# WHAT TO PRODUCE:
Look for "shirt" in the records and copy every line that has it.
::::
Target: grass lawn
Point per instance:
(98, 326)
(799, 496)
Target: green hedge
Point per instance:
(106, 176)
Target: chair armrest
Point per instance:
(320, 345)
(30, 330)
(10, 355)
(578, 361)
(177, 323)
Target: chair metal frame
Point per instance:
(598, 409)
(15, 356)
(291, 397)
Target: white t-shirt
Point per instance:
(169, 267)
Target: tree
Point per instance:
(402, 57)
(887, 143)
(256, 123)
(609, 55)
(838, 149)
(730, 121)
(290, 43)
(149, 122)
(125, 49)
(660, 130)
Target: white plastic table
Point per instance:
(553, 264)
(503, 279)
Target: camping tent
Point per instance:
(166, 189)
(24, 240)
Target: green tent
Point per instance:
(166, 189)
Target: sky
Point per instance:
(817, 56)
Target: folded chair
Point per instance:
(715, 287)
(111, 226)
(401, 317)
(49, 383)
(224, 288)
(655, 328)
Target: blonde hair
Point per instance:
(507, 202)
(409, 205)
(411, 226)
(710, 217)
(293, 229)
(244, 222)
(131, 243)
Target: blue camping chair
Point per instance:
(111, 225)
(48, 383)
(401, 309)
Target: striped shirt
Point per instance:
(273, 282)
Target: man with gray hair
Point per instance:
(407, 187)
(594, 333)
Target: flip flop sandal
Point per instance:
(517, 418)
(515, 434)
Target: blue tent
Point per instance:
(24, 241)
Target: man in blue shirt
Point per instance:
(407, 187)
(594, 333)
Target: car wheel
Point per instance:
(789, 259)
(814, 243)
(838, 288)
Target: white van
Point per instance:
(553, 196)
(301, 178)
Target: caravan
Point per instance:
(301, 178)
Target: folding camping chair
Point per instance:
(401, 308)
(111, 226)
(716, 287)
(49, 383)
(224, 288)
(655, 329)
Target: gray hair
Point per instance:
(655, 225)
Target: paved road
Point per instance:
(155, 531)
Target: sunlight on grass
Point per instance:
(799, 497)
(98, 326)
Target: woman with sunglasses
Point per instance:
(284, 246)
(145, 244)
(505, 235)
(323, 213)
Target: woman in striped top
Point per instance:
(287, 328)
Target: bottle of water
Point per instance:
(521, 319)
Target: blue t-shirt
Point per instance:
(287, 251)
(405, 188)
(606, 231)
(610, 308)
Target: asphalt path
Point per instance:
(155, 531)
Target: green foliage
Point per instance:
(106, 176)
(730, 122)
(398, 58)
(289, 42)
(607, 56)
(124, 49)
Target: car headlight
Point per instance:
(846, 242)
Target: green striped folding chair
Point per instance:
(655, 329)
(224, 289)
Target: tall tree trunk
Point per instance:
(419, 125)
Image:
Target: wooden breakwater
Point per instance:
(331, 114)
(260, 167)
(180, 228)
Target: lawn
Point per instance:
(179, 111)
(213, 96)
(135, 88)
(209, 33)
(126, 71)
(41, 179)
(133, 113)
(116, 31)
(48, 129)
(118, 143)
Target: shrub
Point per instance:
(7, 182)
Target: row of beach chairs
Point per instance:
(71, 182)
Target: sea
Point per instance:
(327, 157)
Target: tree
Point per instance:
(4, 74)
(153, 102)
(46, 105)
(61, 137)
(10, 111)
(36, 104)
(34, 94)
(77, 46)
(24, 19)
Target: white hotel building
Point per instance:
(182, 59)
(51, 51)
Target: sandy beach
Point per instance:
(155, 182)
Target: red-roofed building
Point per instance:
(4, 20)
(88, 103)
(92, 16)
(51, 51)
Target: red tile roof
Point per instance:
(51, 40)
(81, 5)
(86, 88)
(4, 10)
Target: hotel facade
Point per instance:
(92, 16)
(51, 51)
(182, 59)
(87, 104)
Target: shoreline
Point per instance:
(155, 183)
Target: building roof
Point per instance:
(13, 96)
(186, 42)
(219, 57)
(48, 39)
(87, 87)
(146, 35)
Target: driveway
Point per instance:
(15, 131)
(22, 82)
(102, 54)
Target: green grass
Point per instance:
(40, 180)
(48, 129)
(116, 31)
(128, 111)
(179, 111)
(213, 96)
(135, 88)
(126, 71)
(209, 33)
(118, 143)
::::
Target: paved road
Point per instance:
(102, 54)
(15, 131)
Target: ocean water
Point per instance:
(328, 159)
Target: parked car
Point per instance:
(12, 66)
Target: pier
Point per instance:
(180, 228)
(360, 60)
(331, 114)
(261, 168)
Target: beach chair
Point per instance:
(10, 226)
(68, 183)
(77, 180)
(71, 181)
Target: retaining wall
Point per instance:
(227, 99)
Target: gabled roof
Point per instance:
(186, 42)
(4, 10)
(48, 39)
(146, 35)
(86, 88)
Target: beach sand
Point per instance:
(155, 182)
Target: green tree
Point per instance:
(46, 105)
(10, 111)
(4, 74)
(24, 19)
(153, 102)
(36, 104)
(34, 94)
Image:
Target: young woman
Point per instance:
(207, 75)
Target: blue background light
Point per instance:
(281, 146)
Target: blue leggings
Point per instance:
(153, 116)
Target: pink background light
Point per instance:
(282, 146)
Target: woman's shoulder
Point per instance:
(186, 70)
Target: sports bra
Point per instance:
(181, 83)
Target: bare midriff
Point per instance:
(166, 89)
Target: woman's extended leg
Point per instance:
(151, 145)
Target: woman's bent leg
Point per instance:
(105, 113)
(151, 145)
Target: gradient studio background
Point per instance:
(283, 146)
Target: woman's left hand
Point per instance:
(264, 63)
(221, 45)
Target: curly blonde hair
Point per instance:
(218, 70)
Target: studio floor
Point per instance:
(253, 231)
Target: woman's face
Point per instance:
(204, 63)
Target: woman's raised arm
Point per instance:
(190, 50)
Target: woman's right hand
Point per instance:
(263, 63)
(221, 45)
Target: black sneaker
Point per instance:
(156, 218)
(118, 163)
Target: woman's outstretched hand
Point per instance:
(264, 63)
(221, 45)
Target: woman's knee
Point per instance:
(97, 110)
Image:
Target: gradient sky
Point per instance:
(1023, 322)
::::
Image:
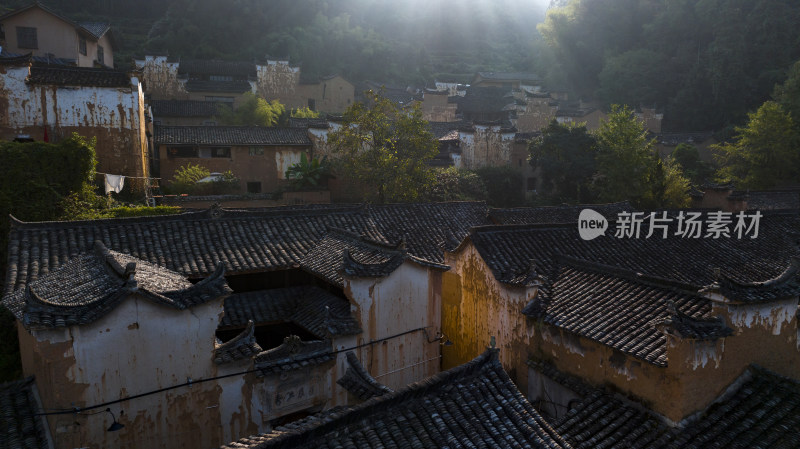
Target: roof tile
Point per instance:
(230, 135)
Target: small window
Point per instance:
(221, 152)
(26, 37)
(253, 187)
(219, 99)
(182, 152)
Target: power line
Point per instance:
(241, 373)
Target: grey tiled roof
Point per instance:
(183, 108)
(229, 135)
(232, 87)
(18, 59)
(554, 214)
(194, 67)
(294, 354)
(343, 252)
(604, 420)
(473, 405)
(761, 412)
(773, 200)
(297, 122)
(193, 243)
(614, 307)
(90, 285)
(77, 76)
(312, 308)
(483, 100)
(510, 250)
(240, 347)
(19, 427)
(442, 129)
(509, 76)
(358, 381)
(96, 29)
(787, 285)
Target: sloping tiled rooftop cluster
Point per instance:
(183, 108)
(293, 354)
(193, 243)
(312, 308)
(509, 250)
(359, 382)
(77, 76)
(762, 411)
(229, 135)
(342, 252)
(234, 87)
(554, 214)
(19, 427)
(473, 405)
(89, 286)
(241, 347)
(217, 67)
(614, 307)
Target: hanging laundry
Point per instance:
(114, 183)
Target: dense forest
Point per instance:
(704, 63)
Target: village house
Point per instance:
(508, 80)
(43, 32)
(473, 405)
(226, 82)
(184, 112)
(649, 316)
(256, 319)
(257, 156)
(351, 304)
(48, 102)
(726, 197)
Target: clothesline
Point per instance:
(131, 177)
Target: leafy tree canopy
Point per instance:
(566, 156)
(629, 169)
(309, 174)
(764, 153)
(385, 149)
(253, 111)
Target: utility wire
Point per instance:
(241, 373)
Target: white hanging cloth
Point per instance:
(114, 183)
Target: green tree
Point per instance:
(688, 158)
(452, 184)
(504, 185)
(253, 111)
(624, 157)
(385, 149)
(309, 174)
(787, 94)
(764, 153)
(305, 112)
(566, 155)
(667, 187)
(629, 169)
::::
# WRITTEN RESPONSE:
Target: white t-shirt
Target: striped shirt
Target: man in blue shirt
Target: blue t-shirt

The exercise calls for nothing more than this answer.